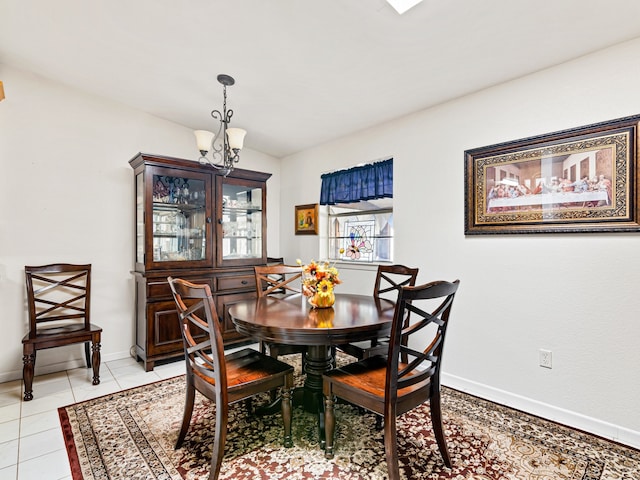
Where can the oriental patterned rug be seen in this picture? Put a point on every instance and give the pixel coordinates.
(131, 435)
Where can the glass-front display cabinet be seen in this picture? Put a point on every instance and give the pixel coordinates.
(240, 221)
(179, 227)
(191, 222)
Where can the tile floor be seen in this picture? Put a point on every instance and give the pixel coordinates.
(31, 444)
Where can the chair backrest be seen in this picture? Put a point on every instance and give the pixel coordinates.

§ WRITTEN TASK
Reproduce every line of the records above verbatim, omitting the pictures.

§ SOLUTION FOR THIS PROBLEM
Where can the oriental patterned rug be seen in this picture? Put a point on every instance and give the pixel coordinates.
(131, 435)
Where can the glass-front display cabinet be seen in this picture? Put a point on every instance and give the pixel coordinates.
(240, 221)
(179, 227)
(191, 222)
Where can the tile floor be seen in this picture? Put a point on every instance and give the pixel coordinates.
(31, 444)
Where can the chair backrest be seen in this picture? Put a point on every instance and give the pixel coordinates.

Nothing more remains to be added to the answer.